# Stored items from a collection
┌────────
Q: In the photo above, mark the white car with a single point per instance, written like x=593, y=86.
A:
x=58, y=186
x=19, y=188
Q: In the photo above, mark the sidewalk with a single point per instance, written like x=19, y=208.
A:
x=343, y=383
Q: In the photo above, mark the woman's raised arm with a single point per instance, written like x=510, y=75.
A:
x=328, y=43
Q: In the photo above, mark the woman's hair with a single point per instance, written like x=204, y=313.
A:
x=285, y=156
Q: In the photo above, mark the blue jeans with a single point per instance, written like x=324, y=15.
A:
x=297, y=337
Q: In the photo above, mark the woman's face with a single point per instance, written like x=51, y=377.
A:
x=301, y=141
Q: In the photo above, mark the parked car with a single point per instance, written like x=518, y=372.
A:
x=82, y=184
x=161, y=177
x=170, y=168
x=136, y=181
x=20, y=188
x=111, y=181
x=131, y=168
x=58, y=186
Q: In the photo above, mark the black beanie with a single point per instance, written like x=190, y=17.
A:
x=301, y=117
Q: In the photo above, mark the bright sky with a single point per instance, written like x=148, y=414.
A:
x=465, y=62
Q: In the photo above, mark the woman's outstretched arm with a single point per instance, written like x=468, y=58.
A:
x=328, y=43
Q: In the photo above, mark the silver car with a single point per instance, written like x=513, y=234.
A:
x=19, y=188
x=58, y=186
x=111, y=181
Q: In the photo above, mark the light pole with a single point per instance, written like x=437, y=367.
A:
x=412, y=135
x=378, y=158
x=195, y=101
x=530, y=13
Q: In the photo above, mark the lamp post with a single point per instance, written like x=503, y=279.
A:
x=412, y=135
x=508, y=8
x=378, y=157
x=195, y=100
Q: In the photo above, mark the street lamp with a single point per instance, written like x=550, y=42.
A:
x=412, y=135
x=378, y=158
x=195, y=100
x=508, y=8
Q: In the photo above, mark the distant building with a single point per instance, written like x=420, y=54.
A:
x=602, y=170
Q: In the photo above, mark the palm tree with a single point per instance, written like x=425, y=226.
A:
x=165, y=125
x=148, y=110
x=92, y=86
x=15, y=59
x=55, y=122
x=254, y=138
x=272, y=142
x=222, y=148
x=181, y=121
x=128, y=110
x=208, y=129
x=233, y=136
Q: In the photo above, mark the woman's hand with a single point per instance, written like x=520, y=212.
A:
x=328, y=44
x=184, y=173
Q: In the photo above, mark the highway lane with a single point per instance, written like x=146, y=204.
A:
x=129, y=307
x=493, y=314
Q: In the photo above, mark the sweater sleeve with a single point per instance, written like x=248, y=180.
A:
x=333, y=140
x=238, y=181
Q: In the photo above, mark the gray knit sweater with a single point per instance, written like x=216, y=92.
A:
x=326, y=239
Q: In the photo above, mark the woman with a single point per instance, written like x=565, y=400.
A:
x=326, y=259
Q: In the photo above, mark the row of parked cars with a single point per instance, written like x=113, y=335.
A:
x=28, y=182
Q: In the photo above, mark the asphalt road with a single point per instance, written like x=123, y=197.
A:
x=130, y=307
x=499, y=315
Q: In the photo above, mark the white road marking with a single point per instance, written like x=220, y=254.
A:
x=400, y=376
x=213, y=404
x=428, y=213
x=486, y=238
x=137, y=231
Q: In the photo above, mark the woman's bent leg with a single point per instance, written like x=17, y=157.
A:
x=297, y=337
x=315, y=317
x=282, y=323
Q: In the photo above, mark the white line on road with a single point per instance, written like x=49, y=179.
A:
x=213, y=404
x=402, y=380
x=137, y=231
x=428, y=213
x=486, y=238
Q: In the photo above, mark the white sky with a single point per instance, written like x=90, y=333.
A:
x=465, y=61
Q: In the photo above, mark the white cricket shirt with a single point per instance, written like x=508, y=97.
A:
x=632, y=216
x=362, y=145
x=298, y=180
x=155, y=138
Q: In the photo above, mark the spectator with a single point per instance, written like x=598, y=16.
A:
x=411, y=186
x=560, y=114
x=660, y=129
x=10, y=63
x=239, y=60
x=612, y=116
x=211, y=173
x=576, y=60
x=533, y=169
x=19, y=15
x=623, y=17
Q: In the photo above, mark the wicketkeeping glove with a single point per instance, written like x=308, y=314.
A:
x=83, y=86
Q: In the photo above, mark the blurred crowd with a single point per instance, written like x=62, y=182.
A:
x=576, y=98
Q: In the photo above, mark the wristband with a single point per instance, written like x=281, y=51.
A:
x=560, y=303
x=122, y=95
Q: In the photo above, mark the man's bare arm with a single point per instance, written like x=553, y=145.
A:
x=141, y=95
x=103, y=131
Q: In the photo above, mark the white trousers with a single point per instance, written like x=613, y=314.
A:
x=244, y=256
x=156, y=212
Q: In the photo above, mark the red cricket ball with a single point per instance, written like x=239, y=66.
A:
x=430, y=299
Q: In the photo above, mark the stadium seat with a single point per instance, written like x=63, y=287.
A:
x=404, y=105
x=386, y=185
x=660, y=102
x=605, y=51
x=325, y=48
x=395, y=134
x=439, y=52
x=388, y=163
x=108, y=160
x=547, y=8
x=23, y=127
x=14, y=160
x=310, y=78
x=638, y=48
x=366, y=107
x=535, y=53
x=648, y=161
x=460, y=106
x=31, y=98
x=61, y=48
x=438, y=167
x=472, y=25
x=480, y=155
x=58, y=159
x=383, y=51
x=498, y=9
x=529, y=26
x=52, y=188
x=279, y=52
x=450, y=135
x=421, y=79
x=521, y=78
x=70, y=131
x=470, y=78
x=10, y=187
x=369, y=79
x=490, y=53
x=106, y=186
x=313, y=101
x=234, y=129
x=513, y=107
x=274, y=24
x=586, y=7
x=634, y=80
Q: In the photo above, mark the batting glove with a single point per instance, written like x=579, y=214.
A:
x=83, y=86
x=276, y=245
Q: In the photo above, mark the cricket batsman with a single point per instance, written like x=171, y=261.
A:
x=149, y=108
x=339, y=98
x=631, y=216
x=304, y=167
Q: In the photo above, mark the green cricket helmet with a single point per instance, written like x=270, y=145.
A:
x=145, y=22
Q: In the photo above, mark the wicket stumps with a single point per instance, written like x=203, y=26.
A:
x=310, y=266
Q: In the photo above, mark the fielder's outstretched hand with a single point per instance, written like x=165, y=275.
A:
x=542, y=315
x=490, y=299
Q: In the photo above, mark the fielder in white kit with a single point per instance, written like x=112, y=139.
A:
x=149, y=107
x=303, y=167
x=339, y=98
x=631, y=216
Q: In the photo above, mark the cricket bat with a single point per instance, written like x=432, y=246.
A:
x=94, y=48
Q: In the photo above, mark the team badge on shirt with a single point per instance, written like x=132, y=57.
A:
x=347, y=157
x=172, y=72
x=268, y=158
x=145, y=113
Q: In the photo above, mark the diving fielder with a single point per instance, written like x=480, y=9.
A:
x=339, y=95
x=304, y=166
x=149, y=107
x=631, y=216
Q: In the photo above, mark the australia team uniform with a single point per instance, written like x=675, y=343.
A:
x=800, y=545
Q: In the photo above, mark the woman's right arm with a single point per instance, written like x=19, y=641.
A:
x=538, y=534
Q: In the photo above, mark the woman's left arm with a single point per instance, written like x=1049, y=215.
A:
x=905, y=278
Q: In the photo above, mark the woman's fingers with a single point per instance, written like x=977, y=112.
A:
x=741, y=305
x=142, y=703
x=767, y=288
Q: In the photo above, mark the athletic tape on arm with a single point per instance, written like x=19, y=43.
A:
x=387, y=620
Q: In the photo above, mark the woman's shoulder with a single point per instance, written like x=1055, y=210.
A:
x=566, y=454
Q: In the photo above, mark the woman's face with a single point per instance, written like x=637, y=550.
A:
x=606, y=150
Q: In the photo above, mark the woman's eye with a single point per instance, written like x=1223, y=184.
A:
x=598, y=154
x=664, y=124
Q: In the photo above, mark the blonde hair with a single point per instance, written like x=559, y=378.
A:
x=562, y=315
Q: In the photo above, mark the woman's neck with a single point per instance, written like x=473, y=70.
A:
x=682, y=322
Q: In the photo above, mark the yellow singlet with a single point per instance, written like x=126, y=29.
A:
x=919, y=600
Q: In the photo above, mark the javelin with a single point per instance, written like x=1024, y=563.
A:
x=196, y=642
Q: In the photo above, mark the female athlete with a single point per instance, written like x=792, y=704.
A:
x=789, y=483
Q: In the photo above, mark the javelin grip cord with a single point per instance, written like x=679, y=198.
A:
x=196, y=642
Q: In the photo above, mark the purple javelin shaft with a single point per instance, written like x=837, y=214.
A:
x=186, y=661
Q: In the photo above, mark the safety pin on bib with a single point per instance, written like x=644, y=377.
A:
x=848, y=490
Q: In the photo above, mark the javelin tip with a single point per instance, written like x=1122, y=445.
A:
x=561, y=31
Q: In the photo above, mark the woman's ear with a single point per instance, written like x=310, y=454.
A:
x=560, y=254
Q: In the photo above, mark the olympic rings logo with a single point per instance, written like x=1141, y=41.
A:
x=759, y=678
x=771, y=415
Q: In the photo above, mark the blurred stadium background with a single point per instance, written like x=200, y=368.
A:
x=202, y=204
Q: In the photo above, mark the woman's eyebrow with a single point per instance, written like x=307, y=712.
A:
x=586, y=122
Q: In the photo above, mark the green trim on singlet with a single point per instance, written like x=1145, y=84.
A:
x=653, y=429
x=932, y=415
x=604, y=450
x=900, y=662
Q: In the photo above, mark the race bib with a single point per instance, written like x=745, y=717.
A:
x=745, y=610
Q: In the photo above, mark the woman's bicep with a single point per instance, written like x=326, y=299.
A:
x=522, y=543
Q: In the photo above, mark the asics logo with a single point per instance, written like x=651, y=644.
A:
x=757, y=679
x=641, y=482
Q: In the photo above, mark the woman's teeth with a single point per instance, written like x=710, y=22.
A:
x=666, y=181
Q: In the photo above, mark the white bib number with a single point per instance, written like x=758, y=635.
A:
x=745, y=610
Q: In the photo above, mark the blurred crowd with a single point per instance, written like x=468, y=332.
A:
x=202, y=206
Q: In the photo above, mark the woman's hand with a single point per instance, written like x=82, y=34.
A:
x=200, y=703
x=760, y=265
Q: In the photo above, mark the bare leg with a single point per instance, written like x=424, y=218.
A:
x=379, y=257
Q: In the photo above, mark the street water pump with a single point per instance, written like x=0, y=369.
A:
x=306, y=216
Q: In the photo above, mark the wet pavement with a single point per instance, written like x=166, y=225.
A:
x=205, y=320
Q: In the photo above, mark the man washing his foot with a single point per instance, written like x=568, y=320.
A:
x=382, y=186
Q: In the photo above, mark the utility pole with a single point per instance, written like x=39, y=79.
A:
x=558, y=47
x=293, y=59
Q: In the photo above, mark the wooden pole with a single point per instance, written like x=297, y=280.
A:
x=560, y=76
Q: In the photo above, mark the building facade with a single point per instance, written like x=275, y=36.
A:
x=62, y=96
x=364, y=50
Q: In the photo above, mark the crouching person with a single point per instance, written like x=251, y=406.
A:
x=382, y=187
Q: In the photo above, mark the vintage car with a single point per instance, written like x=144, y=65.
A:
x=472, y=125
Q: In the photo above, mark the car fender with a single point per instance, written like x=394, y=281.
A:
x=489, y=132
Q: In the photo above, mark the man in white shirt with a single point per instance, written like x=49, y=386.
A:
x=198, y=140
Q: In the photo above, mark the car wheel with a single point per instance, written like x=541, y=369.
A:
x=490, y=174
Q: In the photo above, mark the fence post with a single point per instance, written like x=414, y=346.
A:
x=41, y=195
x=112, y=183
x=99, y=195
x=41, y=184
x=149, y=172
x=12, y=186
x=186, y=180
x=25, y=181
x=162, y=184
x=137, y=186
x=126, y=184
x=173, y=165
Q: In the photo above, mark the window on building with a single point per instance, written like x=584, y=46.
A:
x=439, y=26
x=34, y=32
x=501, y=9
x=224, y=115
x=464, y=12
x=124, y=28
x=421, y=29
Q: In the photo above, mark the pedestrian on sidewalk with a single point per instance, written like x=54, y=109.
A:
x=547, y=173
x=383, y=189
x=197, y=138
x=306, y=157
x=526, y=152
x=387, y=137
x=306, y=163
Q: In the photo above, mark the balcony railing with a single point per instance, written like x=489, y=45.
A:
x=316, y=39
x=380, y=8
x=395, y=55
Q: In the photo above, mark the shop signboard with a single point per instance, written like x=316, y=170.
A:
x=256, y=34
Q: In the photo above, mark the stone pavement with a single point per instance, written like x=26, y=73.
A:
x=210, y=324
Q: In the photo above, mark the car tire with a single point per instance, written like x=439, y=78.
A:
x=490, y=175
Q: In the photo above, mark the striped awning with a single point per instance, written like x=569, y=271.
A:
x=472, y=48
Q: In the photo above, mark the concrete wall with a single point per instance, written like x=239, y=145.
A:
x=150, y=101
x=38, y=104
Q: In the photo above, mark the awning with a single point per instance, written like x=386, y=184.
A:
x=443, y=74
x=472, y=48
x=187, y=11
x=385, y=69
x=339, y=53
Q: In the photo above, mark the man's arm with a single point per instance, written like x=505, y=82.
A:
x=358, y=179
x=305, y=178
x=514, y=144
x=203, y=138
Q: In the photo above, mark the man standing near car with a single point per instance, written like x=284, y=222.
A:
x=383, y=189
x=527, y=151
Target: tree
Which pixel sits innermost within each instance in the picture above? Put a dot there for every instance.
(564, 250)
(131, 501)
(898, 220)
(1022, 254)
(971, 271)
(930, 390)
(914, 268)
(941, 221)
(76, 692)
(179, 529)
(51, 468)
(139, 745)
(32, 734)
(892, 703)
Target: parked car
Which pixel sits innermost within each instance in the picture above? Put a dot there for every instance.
└────────
# WORK ITEM
Across the entries above, find the lines with the string "glove" and copy them.

# ANSWER TO THIS EXERCISE
Q: In the photo above, mark the wicketkeeping glove with a single point per instance, written like x=308, y=314.
Q: In the photo above, mark the batting glove with a single point per instance, written like x=579, y=214.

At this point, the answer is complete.